Start of Records for this task

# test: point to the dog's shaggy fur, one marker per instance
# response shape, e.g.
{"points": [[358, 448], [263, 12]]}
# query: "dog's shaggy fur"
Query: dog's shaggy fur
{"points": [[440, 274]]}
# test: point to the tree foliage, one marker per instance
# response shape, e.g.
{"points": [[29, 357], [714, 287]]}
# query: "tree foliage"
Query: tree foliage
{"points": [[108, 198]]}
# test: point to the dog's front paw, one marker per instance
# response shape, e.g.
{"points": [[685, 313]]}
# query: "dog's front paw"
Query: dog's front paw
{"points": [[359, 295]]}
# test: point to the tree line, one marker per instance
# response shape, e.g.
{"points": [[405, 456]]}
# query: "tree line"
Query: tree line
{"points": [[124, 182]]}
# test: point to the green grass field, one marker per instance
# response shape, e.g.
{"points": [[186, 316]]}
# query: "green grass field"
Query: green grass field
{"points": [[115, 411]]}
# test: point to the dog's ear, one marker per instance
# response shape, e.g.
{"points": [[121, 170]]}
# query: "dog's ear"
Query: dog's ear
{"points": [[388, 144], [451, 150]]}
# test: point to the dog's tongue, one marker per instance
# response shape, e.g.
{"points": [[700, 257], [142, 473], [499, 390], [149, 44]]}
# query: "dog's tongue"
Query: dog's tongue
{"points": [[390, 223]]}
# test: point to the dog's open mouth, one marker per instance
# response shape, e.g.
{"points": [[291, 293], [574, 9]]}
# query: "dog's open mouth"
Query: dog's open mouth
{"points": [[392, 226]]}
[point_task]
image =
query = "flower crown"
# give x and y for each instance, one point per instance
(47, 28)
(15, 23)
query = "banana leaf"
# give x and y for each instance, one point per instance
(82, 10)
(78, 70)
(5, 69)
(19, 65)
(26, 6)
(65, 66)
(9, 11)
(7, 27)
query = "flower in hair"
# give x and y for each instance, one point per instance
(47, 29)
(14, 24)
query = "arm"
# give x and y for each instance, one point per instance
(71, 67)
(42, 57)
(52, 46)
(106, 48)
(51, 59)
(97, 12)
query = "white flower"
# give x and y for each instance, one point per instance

End of Records for this task

§ Task brief: Please rewrite the lines above as a JSON list of strings, with one string for each line and any blank lines left out.

§ Task response:
[
  "# test: point to the dog's shaggy fur, one marker per instance",
  "# response shape, e.g.",
  "{\"points\": [[358, 448], [263, 12]]}",
  "# query: \"dog's shaggy fur\"",
  "Query: dog's shaggy fur",
  "{\"points\": [[440, 274]]}",
  "# test: point to the tree foliage, one marker per instance",
  "# response shape, e.g.",
  "{\"points\": [[29, 357], [714, 287]]}",
  "# query: \"tree foliage\"",
  "Query: tree foliage",
  "{\"points\": [[108, 198]]}",
  "# test: point to the dog's front paw, one marker per instance",
  "# response shape, e.g.",
  "{\"points\": [[685, 313]]}",
  "# query: \"dog's front paw\"",
  "Query: dog's front paw",
  "{\"points\": [[359, 295]]}",
  "# test: point to the tree line, one marker per instance",
  "# response shape, e.g.",
  "{\"points\": [[405, 456]]}",
  "# query: \"tree line\"",
  "Query: tree line",
  "{\"points\": [[124, 182]]}",
  "# test: point to the green grass field, one marker per instance",
  "# response shape, e.g.",
  "{\"points\": [[186, 316]]}",
  "# query: \"green grass field\"",
  "Query: green grass field",
  "{\"points\": [[115, 411]]}",
  "# test: point to the dog's ear, one marker per instance",
  "# response shape, e.g.",
  "{\"points\": [[121, 170]]}",
  "# query: \"dog's ear\"",
  "Query: dog's ear",
  "{\"points\": [[388, 144], [451, 150]]}",
  "# test: point to the dog's tongue, one marker per instance",
  "# response shape, e.g.",
  "{\"points\": [[700, 257], [142, 473], [499, 390], [149, 44]]}",
  "# query: \"dog's tongue\"",
  "Query: dog's tongue",
  "{\"points\": [[390, 223]]}",
  "# test: point to the dog's open mouth, one marker per instance",
  "# response shape, e.g.",
  "{\"points\": [[291, 293], [574, 9]]}",
  "# query: \"dog's open mouth\"",
  "Query: dog's open mouth",
  "{\"points\": [[392, 226]]}",
  "[point_task]",
  "image =",
  "query = \"flower crown\"",
  "# give x and y for each instance, one point per instance",
  "(47, 28)",
  "(15, 23)",
  "query = \"banana leaf\"",
  "# give x and y for each instance, one point per instance",
  "(82, 10)",
  "(78, 70)",
  "(5, 69)",
  "(19, 65)",
  "(26, 6)",
  "(65, 66)",
  "(9, 11)",
  "(7, 27)",
  "query = \"flower in hair\"",
  "# give x and y for each instance, one point per instance",
  "(47, 29)",
  "(14, 24)",
  "query = \"arm\"",
  "# give x and y for each instance, one point per instance",
  "(71, 67)",
  "(42, 57)",
  "(52, 46)",
  "(106, 48)",
  "(51, 59)",
  "(97, 12)",
  "query = \"white flower\"",
  "# give x and y for each instance, one point per instance"
]